CHALLENGE:
Everything from the line that contains "Where can you see the pavement" through the final line of the records should be written out exactly, and nothing outside that span.

===== ENTRIES PROVIDED

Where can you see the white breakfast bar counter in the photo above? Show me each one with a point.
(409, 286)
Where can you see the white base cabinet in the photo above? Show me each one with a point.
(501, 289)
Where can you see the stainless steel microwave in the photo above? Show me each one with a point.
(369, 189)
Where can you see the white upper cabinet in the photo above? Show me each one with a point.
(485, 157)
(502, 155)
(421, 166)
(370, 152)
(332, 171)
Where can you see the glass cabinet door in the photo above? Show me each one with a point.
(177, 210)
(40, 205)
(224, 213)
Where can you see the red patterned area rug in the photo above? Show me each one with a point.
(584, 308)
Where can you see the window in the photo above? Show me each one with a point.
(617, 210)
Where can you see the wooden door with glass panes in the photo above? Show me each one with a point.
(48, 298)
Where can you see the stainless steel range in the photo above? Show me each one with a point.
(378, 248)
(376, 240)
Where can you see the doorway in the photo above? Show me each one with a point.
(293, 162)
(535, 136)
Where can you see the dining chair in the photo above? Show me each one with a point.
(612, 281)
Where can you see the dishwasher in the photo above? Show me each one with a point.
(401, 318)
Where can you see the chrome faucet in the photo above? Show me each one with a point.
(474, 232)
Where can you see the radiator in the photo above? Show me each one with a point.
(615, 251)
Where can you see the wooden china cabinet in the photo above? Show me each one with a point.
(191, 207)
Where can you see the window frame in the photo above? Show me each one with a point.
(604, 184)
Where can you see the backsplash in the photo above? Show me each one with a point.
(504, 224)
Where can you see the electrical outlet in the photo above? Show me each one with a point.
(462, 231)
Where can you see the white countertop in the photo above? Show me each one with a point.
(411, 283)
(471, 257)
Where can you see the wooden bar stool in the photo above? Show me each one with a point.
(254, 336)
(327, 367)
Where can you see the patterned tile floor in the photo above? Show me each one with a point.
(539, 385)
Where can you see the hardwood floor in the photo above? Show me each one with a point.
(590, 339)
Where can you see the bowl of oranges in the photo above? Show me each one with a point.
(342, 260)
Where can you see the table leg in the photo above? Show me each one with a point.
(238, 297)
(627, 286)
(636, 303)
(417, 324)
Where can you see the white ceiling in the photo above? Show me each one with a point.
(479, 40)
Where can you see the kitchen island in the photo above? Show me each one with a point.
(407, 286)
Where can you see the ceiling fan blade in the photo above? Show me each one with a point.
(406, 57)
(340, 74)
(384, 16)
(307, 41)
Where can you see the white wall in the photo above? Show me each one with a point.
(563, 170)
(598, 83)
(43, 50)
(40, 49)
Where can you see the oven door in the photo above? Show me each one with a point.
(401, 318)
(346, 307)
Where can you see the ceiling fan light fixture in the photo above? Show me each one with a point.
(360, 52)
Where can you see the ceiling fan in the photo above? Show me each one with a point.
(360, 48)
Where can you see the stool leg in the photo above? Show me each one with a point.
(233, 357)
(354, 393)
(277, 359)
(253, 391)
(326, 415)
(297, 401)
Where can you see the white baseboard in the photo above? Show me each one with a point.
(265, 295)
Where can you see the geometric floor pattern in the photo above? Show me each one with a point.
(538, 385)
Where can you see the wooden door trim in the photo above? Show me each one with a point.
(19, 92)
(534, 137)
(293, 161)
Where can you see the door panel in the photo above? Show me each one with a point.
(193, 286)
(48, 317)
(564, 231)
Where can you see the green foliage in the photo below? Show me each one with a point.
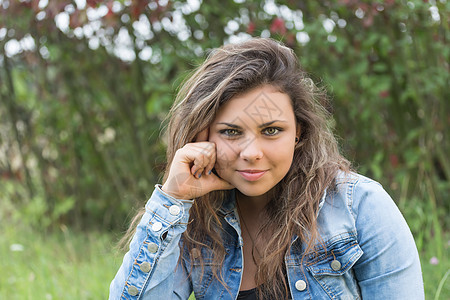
(80, 120)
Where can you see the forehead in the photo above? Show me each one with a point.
(259, 105)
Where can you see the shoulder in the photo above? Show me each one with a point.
(355, 189)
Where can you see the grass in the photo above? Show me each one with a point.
(61, 265)
(70, 265)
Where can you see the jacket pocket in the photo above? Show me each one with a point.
(201, 273)
(332, 268)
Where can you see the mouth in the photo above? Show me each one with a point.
(252, 175)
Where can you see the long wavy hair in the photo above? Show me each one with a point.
(230, 71)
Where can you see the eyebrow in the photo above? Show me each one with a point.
(259, 126)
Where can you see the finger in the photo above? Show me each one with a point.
(221, 184)
(212, 162)
(202, 136)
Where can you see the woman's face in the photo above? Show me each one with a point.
(255, 135)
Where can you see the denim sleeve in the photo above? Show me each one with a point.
(390, 265)
(150, 269)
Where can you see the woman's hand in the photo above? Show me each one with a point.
(190, 174)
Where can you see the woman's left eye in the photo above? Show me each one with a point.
(272, 131)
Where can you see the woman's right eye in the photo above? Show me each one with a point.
(230, 132)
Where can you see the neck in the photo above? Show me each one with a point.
(253, 205)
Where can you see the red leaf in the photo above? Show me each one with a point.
(278, 26)
(384, 94)
(251, 28)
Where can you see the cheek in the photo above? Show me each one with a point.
(225, 154)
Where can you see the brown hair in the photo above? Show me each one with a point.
(227, 72)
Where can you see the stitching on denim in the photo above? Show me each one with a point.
(324, 257)
(326, 288)
(141, 249)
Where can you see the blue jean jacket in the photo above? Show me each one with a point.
(370, 251)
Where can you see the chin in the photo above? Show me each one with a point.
(252, 191)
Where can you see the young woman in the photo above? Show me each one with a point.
(257, 202)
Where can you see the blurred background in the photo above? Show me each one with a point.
(85, 86)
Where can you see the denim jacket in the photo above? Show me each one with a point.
(370, 251)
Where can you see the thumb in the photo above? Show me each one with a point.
(220, 184)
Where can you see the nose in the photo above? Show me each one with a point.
(251, 151)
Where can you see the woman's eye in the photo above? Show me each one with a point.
(272, 131)
(230, 132)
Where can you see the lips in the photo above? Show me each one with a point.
(252, 175)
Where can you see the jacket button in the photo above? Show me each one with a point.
(133, 291)
(152, 247)
(300, 285)
(157, 226)
(145, 267)
(174, 210)
(336, 265)
(195, 253)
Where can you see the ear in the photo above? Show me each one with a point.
(298, 131)
(202, 136)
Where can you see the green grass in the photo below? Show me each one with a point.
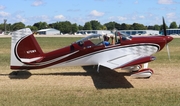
(73, 86)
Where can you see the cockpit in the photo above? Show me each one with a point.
(98, 39)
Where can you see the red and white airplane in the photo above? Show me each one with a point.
(127, 52)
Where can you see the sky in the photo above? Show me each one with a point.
(147, 12)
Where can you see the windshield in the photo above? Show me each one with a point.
(125, 36)
(94, 38)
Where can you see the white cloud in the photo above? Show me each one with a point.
(136, 2)
(59, 17)
(171, 15)
(141, 17)
(165, 1)
(20, 18)
(120, 18)
(4, 14)
(2, 7)
(37, 3)
(96, 13)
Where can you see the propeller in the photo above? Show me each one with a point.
(165, 34)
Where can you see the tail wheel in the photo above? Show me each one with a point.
(144, 73)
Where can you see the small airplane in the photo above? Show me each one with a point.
(125, 52)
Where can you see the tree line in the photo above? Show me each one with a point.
(71, 28)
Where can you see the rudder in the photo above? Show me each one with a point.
(24, 48)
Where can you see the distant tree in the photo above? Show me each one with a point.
(138, 26)
(117, 26)
(110, 25)
(80, 27)
(173, 25)
(65, 27)
(41, 25)
(125, 26)
(87, 26)
(103, 27)
(150, 27)
(18, 25)
(33, 28)
(95, 25)
(157, 27)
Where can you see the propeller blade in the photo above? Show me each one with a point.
(164, 27)
(168, 52)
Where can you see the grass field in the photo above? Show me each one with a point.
(75, 86)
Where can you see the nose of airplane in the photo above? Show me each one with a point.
(169, 39)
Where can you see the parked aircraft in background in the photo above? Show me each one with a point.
(125, 52)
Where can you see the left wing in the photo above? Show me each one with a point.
(126, 60)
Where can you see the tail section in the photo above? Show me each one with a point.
(24, 49)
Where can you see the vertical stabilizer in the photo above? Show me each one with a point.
(24, 48)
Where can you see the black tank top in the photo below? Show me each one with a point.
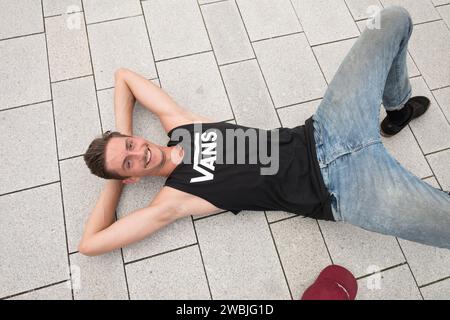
(297, 186)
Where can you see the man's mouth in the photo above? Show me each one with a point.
(149, 157)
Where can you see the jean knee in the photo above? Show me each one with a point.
(394, 16)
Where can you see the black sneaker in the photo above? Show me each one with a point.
(418, 105)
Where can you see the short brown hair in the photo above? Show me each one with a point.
(95, 156)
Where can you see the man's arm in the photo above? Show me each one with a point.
(130, 86)
(129, 229)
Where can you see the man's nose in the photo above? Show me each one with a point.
(136, 153)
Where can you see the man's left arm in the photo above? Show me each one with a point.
(130, 86)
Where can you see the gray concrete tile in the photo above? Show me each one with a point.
(405, 149)
(432, 182)
(443, 99)
(101, 10)
(76, 115)
(68, 51)
(33, 240)
(393, 284)
(227, 32)
(19, 86)
(98, 278)
(81, 190)
(145, 123)
(176, 235)
(27, 141)
(431, 129)
(120, 43)
(296, 115)
(171, 23)
(427, 263)
(437, 291)
(362, 9)
(432, 37)
(248, 94)
(239, 250)
(325, 20)
(273, 216)
(55, 7)
(194, 82)
(290, 69)
(420, 10)
(174, 275)
(331, 55)
(440, 2)
(18, 18)
(439, 163)
(359, 250)
(302, 252)
(61, 291)
(444, 11)
(267, 18)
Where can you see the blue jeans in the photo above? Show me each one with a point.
(370, 188)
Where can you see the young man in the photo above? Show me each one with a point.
(334, 167)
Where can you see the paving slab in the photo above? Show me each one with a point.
(302, 252)
(61, 291)
(175, 275)
(98, 278)
(101, 10)
(240, 257)
(325, 20)
(76, 115)
(394, 284)
(437, 291)
(194, 82)
(290, 69)
(33, 252)
(359, 250)
(27, 141)
(227, 32)
(17, 85)
(432, 37)
(266, 19)
(18, 18)
(120, 43)
(171, 23)
(68, 50)
(81, 190)
(249, 97)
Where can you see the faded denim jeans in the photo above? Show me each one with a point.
(370, 188)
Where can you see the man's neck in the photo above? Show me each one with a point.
(171, 157)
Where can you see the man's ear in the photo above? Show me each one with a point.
(131, 180)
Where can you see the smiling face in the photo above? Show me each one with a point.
(132, 156)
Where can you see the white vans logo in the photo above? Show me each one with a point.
(207, 149)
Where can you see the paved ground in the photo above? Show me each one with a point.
(261, 63)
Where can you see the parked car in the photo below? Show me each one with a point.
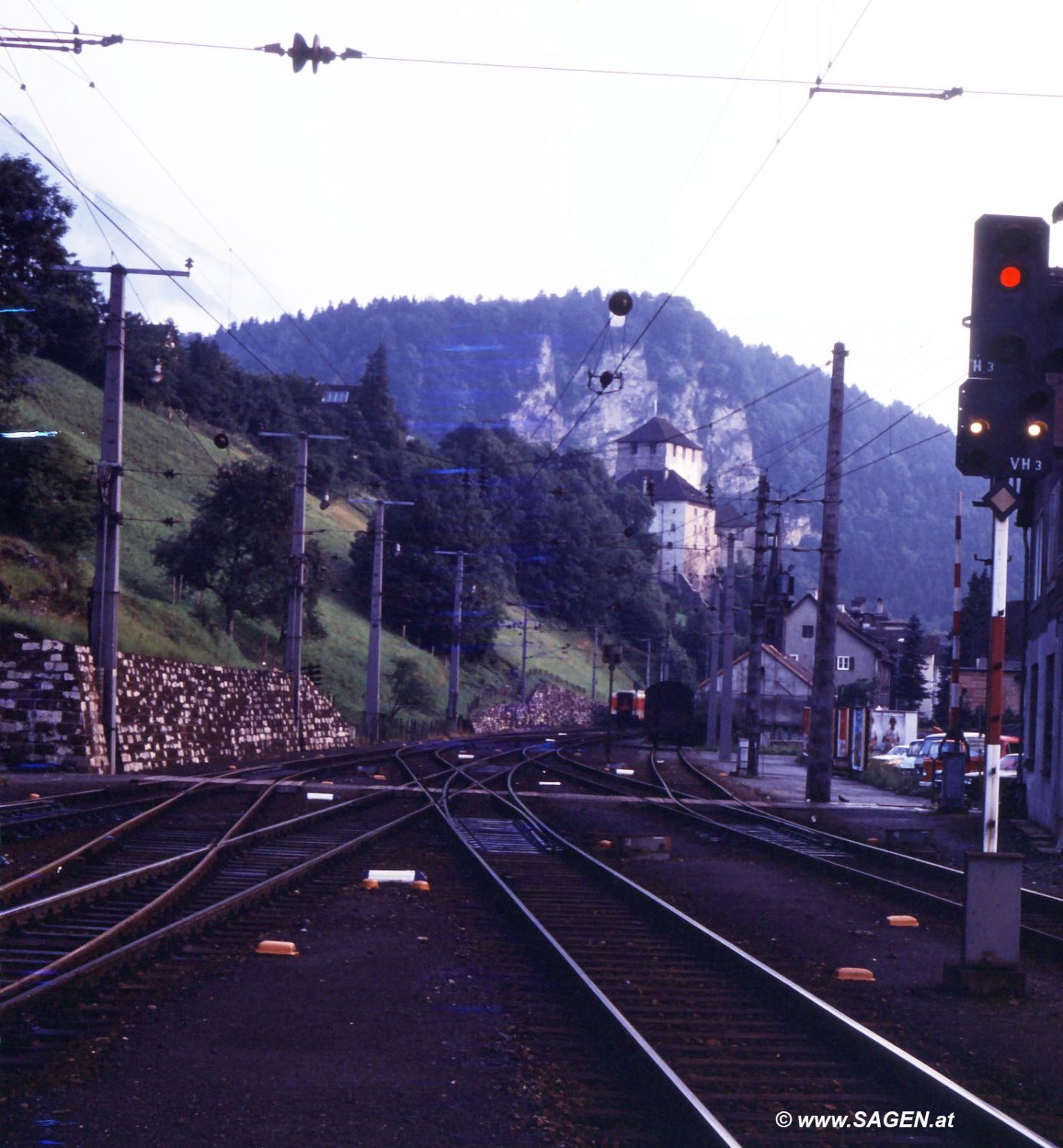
(895, 757)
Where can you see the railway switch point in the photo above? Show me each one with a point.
(276, 948)
(853, 973)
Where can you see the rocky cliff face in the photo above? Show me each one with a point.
(603, 418)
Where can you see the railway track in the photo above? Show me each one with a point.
(215, 869)
(735, 1047)
(699, 797)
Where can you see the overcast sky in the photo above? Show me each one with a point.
(789, 221)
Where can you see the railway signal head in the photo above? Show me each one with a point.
(1007, 407)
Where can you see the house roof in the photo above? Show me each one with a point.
(770, 651)
(729, 518)
(667, 486)
(659, 430)
(853, 628)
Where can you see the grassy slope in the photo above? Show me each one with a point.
(151, 623)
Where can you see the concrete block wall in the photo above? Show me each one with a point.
(178, 713)
(172, 715)
(47, 705)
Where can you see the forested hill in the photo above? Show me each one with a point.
(526, 363)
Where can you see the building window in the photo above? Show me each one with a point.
(1049, 715)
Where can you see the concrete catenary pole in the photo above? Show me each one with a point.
(758, 604)
(103, 636)
(372, 671)
(524, 660)
(297, 559)
(456, 641)
(713, 708)
(727, 703)
(821, 734)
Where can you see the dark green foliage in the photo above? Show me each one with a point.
(48, 494)
(54, 313)
(238, 545)
(856, 695)
(453, 361)
(908, 687)
(407, 688)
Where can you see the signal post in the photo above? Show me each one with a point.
(1006, 434)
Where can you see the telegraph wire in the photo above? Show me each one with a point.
(139, 247)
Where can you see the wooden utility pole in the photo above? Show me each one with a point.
(103, 609)
(297, 554)
(754, 665)
(727, 706)
(821, 734)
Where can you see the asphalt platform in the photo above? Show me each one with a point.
(781, 782)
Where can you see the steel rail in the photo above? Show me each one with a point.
(819, 849)
(144, 947)
(989, 1124)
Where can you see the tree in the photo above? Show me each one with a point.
(909, 688)
(238, 545)
(52, 312)
(407, 687)
(48, 494)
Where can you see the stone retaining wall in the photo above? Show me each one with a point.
(172, 715)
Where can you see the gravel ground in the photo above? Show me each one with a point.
(411, 1019)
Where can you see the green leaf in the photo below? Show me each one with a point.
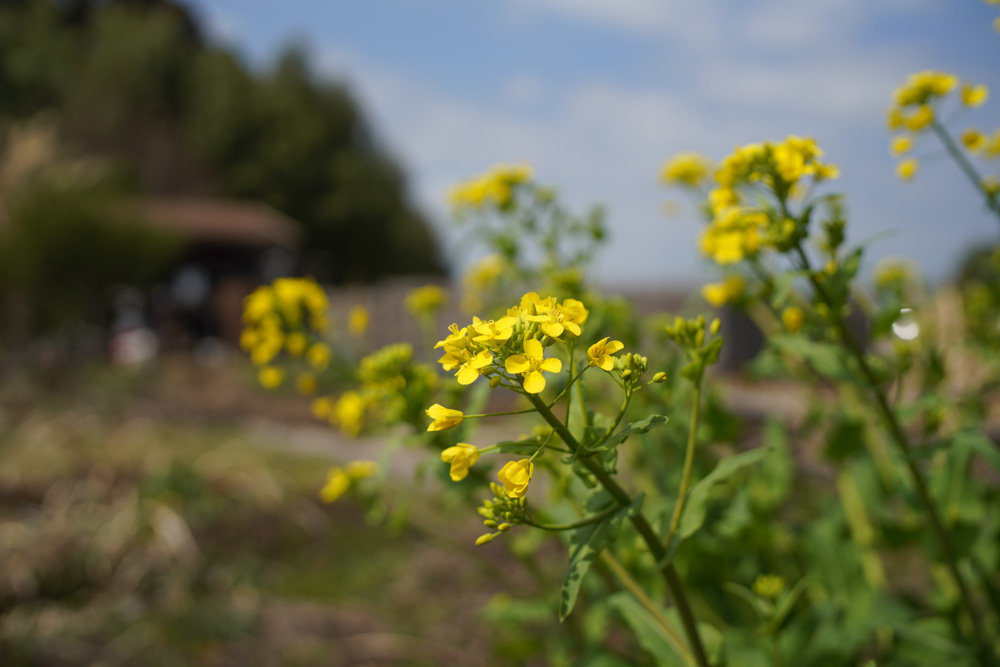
(979, 444)
(823, 357)
(643, 426)
(694, 509)
(650, 633)
(587, 542)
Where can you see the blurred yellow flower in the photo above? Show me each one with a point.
(793, 318)
(907, 169)
(461, 457)
(444, 418)
(358, 320)
(974, 140)
(515, 477)
(974, 96)
(270, 377)
(719, 294)
(900, 145)
(318, 356)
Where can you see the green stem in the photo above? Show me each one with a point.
(633, 587)
(966, 166)
(675, 520)
(903, 445)
(641, 525)
(577, 524)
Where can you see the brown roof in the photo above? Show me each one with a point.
(220, 220)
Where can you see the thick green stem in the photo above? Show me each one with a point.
(903, 445)
(675, 520)
(633, 587)
(966, 166)
(641, 525)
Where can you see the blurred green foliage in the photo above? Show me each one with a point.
(136, 82)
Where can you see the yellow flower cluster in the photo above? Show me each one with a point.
(386, 377)
(513, 346)
(494, 188)
(340, 480)
(728, 291)
(914, 110)
(286, 316)
(738, 231)
(686, 169)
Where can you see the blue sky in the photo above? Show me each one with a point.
(597, 94)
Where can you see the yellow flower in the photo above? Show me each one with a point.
(920, 118)
(531, 364)
(444, 418)
(907, 169)
(719, 294)
(974, 96)
(357, 321)
(296, 343)
(361, 469)
(323, 406)
(470, 371)
(337, 484)
(270, 377)
(426, 300)
(599, 354)
(349, 412)
(515, 477)
(461, 457)
(974, 140)
(769, 586)
(793, 318)
(318, 356)
(687, 169)
(306, 384)
(900, 145)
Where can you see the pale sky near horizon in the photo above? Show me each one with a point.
(597, 94)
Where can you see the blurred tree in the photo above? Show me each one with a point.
(133, 80)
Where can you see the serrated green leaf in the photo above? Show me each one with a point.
(587, 542)
(694, 509)
(823, 357)
(650, 633)
(635, 428)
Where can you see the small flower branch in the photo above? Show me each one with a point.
(641, 525)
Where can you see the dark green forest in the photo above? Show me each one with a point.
(137, 84)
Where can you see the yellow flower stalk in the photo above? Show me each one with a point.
(599, 354)
(358, 320)
(444, 418)
(515, 477)
(461, 457)
(531, 364)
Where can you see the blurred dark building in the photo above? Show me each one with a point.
(228, 248)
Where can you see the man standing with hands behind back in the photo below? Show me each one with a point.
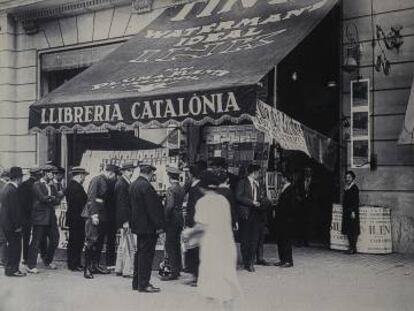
(248, 199)
(147, 221)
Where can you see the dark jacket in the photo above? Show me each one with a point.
(284, 212)
(174, 204)
(26, 196)
(122, 203)
(11, 217)
(147, 212)
(194, 194)
(244, 198)
(350, 204)
(43, 205)
(76, 198)
(97, 196)
(228, 194)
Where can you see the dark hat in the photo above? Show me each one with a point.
(78, 170)
(208, 179)
(35, 171)
(112, 168)
(253, 168)
(146, 165)
(49, 168)
(173, 172)
(128, 165)
(218, 162)
(15, 172)
(59, 170)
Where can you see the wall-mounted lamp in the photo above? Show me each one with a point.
(353, 49)
(391, 40)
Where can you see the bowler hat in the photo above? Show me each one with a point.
(77, 170)
(35, 171)
(173, 172)
(15, 172)
(146, 165)
(128, 165)
(208, 179)
(49, 168)
(218, 162)
(112, 168)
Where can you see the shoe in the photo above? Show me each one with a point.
(262, 262)
(77, 269)
(16, 274)
(154, 288)
(32, 270)
(100, 270)
(148, 289)
(87, 274)
(51, 266)
(170, 277)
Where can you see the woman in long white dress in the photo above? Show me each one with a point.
(217, 279)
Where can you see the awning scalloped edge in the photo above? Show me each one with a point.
(138, 124)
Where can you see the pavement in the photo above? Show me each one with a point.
(321, 280)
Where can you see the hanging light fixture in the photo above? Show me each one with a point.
(353, 49)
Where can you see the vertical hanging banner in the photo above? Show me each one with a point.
(360, 125)
(197, 62)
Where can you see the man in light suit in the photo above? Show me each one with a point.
(147, 221)
(250, 215)
(76, 198)
(96, 220)
(11, 219)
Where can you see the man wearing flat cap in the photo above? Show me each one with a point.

==========

REPLY TO THE TASK:
Where can you see the pavement in the photo above? Show me each one with a point.
(321, 280)
Where can you see the hanging light fixture in the photo above? Show me each one with a point.
(353, 49)
Where can you see the vertical hanging banner in the photo above? Show me each one with a point.
(360, 125)
(197, 62)
Where can you see the man in light suit in the photo above? Show me each one with a point.
(147, 221)
(250, 215)
(76, 198)
(96, 220)
(11, 219)
Where can you see the man wearing flat cap in the photo above? Show me each one with a point.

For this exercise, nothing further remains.